** start Supplied data **

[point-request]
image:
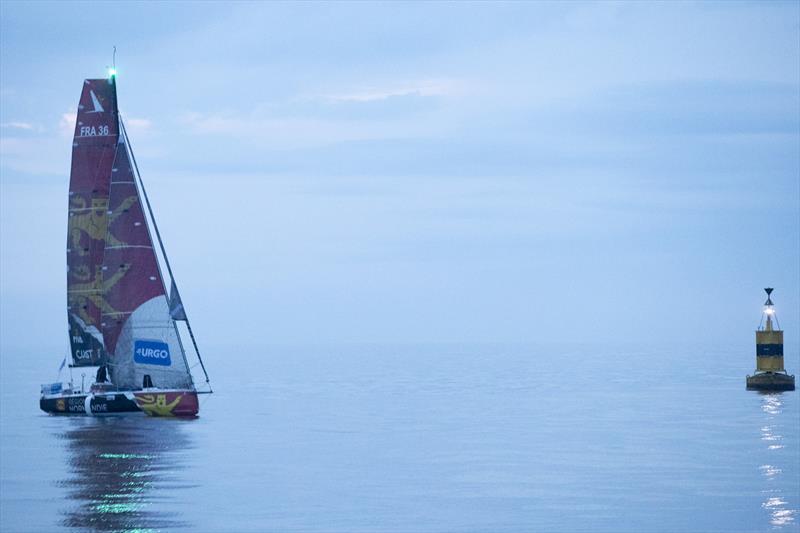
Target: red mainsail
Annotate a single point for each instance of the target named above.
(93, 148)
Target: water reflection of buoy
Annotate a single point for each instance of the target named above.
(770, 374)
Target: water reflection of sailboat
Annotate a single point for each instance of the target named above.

** end Supplied data **
** start Supplied data **

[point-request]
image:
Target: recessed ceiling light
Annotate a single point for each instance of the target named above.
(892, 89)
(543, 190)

** end Supplied data **

# Exercise objective
Report how many lines in the rows above contain the string "water", matching case exactly. Give only the number.

# Solution to this problem
2